start Raw data

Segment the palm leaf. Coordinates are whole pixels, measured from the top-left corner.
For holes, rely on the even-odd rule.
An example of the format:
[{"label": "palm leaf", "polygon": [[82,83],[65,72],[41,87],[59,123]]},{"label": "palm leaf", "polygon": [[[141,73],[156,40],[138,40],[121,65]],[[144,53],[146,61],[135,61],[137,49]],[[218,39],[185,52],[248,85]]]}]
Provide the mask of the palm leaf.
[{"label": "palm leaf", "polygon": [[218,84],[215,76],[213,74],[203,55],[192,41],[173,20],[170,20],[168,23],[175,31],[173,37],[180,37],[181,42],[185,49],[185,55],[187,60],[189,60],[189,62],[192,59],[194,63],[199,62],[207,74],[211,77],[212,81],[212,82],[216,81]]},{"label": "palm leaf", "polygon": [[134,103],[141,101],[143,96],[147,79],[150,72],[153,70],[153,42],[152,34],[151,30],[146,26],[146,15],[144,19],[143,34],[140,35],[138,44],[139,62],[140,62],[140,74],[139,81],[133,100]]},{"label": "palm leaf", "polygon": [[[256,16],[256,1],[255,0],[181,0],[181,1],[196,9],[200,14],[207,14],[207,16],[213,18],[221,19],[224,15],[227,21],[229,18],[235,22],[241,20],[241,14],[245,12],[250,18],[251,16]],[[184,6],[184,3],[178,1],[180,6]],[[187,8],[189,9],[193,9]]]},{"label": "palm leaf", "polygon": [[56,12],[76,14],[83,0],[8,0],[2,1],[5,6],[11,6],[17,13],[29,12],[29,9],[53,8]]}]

end Raw data

**Task statement**
Update the lines above by replacing "top-left corner" with "upper-left corner" wherever it occurs, leaving everything else as it is.

**Problem solution**
Segment the palm leaf. Coordinates are whole pixels, measured from the upper-left corner.
For holes, rely on the even-odd rule.
An example of the format:
[{"label": "palm leaf", "polygon": [[82,83],[65,72],[41,87],[59,123]]},{"label": "palm leaf", "polygon": [[[141,73],[156,40],[138,40],[121,65]],[[144,53],[146,61],[135,61],[137,49]],[[218,39],[185,52],[248,85]]]}]
Provide the mask of the palm leaf.
[{"label": "palm leaf", "polygon": [[218,84],[215,76],[213,74],[203,55],[192,41],[173,20],[170,20],[168,23],[175,31],[173,37],[180,37],[181,42],[185,49],[185,55],[187,60],[189,60],[189,62],[192,59],[194,63],[199,62],[207,74],[211,77],[212,81],[212,82],[216,81]]},{"label": "palm leaf", "polygon": [[134,103],[141,101],[143,96],[147,79],[150,72],[153,70],[153,42],[152,34],[151,30],[146,26],[146,15],[144,19],[143,34],[140,35],[138,44],[139,62],[140,62],[140,74],[139,81],[133,100]]},{"label": "palm leaf", "polygon": [[[256,16],[256,1],[255,0],[181,0],[181,1],[196,9],[200,14],[207,14],[207,16],[213,18],[221,19],[224,15],[227,21],[229,18],[235,22],[241,20],[241,14],[245,12],[250,18],[251,16]],[[184,6],[184,3],[178,1],[180,6]],[[187,8],[189,9],[193,9]]]},{"label": "palm leaf", "polygon": [[56,12],[76,14],[83,0],[8,0],[2,1],[5,6],[11,6],[17,13],[29,12],[29,9],[53,8]]}]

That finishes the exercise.